_Extrait du texte_:
####
Le Plan Comptable Général prévoit des comptes spécifiques pour enregistrer les charges à payer :
Type de charge à payer | Compte à créditer |
---|---|
Factures non parvenues | 4081 Fournisseurs – Factures non parvenues |
Immobilisations | 4084 Fournisseurs d’immobilisations – Factures non parvenues |
Congés à payer | 4282 Dettes provisionnées pour congés à payer |
Charges sociales sur congés | 4382 Charges sociales sur congés à payer |
Charges fiscales sur congés | 4482 Charges fiscales sur congés à payer |
Intérêts courus | 1688 Intérêts courus |
RRR à accorder | 4198 Rabais, remises, ristournes à accorder et autres avoirs à établir |
Charges diverses | 4686 Divers – Charges à payer |
Traitement de la TVA
Lorsque les biens et services acquis sont soumis à la TVA, la dette est enregistrée au crédit dans un compte de régularisation pour son montant TTC. La TVA n’étant pas déductible au titre du mois de clôture (puisque le droit à déduction est subordonné à la réception de la facture), elle est inscrite en attente au débit du compte 44586 « TVA à régulariser ».
####
_Extrait des données_:
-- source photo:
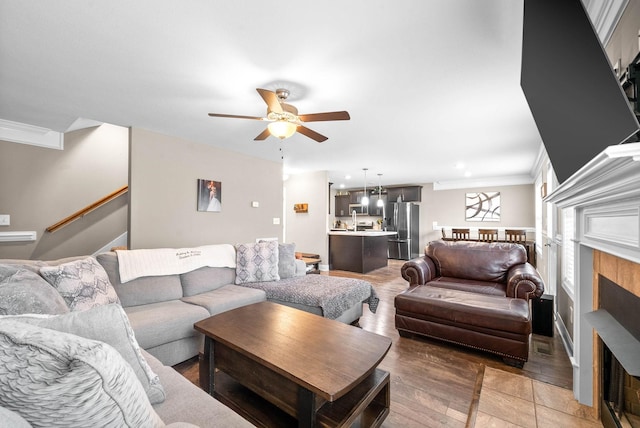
####
_Objectif_:
Répondez à ces questions sur l'extrait consacré aux charges à payer :
(a) Quel compte crédite-t-on pour les congés à payer ?
(b) Pour quel montant la dette est-elle enregistrée quand les biens et services acquis sont soumis à la TVA ?
(c) Dans quel compte la TVA est-elle inscrite en attente au débit ?

_Corrigé_:
(a) Le compte 4282 Dettes provisionnées pour congés à payer.
(b) Pour son montant TTC.
(c) Dans le compte 44586 « TVA à régulariser ».